* _Page_
The Columbia Encyclopedia, Sixth Edition | Date: 2008

exploration travel to a part of the earth that is relatively unknown to the traveler's culture, historically often motivated by a desire for colonization, conquest, or trade.

See also space exploration , geography , and articles on localities, e.g., Africa , Arctic, the , Australia .

Early Exploration

Early Egyptian expeditions penetrated into Nubia and Mesopotamia; the Phoenicians and the Greeks explored the Mediterranean and the Black Sea regions earlier than 600 BC; and a Phoenician expedition (c.600 BC) is said to have sailed around Africa. After 500 BC the Carthaginians explored beyond the Strait of Gibraltar to trade along the coasts of Spain and Africa. A Greek navigator, Pytheas , sailed beyond Britain c.310 BC The conquests of Alexander the Great brought the West in closer relationship with the East, and the Roman legions extended the limits of geographical knowledge, especially in N Europe. Trade with the East was stimulated by the discovery (c.AD 15) of a sea captain, Hippalus, that by using monsoon winds it was possible to sail across the Indian Ocean instead of hugging the coast. Roman trade was early established with India and Sri Lanka and later (c.AD 100) with China.

After the dissolution of the Roman Empire, the Arabs expanded their relationships with the East. The Chinese also made many explorations in this period. One of the best-known Chinese travelers is Hsüan-tsang, who traveled (AD 629-646) to India and farther west. Exploration by Europeans was carried on during the Middle Ages by Norse adventurers and colonists who crossed the Atlantic to Iceland, Greenland, and North America. Their journeys, however, did not have much influence on the rest of Europe. European knowledge of Asia gained during the Crusades was extended by the journeys across Asia made by missionaries and by Marco Polo.

* _Material_
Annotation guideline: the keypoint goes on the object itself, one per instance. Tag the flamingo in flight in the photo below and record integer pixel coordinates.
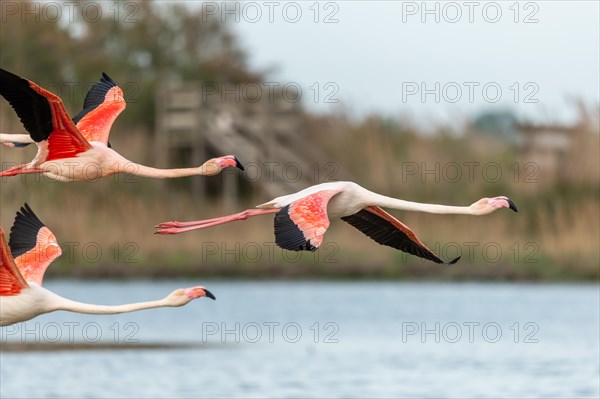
(301, 219)
(94, 97)
(23, 261)
(69, 152)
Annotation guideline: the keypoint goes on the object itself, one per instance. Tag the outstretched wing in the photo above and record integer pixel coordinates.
(301, 225)
(11, 280)
(387, 230)
(102, 105)
(44, 116)
(32, 244)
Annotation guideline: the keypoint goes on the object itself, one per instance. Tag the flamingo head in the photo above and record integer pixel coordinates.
(216, 165)
(183, 296)
(489, 205)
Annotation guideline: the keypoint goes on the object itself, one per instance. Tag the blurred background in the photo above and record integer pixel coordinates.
(437, 102)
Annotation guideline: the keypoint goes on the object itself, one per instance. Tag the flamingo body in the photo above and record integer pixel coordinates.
(302, 218)
(77, 149)
(23, 262)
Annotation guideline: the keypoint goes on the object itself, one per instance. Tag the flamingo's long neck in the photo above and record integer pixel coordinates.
(79, 307)
(388, 202)
(148, 171)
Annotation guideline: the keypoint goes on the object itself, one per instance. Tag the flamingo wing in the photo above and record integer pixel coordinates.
(44, 116)
(32, 245)
(102, 105)
(11, 280)
(300, 226)
(387, 230)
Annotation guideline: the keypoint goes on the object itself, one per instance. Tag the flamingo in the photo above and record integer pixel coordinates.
(93, 98)
(301, 219)
(67, 152)
(32, 248)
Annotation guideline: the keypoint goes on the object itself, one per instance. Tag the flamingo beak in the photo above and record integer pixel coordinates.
(209, 294)
(511, 205)
(238, 164)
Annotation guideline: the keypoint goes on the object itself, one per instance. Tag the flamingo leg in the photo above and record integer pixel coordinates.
(182, 227)
(19, 170)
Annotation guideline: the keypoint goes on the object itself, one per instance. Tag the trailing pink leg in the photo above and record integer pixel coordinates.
(19, 170)
(182, 227)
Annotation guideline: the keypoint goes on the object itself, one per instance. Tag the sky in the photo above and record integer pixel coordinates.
(431, 62)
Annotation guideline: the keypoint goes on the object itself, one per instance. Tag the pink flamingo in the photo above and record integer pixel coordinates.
(23, 262)
(302, 218)
(67, 152)
(94, 97)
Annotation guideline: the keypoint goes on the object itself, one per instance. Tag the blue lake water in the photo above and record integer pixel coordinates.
(316, 339)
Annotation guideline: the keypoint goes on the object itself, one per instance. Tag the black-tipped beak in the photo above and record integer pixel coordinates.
(453, 261)
(512, 205)
(210, 294)
(238, 164)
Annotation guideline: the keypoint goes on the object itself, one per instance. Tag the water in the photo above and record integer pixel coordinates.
(314, 339)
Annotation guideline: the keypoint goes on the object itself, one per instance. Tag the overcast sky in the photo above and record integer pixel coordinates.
(443, 65)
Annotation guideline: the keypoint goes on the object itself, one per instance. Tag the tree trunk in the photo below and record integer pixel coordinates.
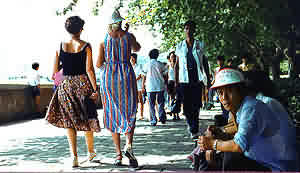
(275, 69)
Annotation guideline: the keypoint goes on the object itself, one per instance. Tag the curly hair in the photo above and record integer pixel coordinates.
(74, 24)
(190, 23)
(35, 65)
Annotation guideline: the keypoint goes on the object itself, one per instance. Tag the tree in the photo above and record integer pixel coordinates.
(228, 27)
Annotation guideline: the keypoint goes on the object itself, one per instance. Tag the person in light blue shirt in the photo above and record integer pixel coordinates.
(193, 75)
(155, 86)
(264, 141)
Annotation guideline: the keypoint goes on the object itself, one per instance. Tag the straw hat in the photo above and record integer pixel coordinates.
(228, 76)
(115, 17)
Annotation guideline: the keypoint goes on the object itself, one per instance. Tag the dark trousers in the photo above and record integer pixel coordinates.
(238, 162)
(190, 95)
(229, 162)
(159, 96)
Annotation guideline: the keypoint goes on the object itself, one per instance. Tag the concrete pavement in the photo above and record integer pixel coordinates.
(36, 146)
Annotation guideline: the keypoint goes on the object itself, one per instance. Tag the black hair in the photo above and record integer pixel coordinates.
(221, 58)
(35, 65)
(190, 23)
(134, 55)
(229, 60)
(154, 54)
(74, 24)
(59, 67)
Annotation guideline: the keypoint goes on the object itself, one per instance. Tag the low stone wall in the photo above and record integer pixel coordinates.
(16, 101)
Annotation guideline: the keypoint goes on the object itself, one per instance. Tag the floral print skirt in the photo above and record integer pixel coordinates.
(66, 106)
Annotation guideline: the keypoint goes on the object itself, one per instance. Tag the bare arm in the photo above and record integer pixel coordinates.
(100, 60)
(135, 45)
(55, 66)
(90, 68)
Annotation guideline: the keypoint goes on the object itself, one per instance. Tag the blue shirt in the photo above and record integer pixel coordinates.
(266, 136)
(154, 76)
(197, 52)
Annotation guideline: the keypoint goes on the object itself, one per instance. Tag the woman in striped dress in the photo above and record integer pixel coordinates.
(118, 87)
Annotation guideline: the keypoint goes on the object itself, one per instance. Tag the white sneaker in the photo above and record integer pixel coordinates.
(75, 162)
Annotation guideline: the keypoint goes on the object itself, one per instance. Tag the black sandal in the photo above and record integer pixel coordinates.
(132, 160)
(118, 160)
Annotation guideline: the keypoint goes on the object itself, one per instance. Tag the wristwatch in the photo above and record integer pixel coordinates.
(215, 145)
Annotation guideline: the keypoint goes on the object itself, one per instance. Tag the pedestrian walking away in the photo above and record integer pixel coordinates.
(155, 86)
(118, 87)
(140, 81)
(193, 75)
(73, 104)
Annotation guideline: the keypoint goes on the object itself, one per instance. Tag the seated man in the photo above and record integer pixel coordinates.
(264, 141)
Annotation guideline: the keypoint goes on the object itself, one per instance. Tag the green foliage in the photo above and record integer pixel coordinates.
(289, 95)
(65, 10)
(228, 27)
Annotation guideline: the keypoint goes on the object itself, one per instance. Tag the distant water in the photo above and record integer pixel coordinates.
(21, 81)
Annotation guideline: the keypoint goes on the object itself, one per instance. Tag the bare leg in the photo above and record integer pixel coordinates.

* _What is asked_
a – List every individual person named in the encyclopedia article on exploration.
b – Continue the encyclopedia article on exploration from its last sentence, keeping the same reference style.

* _The answers_
a – Pytheas, Alexander the Great, Hippalus, Hsüan-tsang, Marco Polo

b –
The European Age of Discovery

By about 1400 the breakup of the Mongol empire and the growth of the Ottoman Empire had blocked Europe's overland trade routes to the East. The search for new trade routes, the rise of merchant capitalism, and the desire to exploit the potential of a global economy initiated the European "age of discovery." Henry the Navigator promoted voyages along the coast of Africa that helped dispel the superstition and misinformation that had impeded previous attempts to sail through the torrid zone. The extent of the globe was revealed by Bartholomew Diaz's rounding of the Cape of Good Hope (1486-87), Vasco da Gama's voyage to India (1497-98), Christopher Columbus's first voyage to America (1492), and the circumnavigation of the globe by the expedition of Ferdinand Magellan (1519-22). In the 16th cent. Spanish explorers, notably Vasco de Balboa, Hernán Cortés, Francisco Pizarro, Cabeza de Vaca, Hernán De Soto, and Francisco de Coronado, explored large areas of the Americas. Much of the interior of North America was revealed in the 17th cent. by Samuel de Champlain, Sieur de La Salle, Louis Jolliet, Jacques Marquette, and other French explorers.

A Spanish and Portuguese monopoly of the new trade routes stimulated attempts to find other passages to the East (see Northeast Passage and Northwest Passage ) and was soon challenged by English and Dutch voyages in the Pacific and Indian oceans. Most of the major islands of the Pacific and the coastline of Australia became known to Europeans through the voyages of Francis Drake, Abel Tasman, William Dampier, James Cook, Vitus Bering, George Vancouver, and others. European exploration of the interior of Australia took place in the mid-19th cent., and by the end of the century most of Africa had been explored by David Livingstone, H. M. Stanley, and Richard Burton.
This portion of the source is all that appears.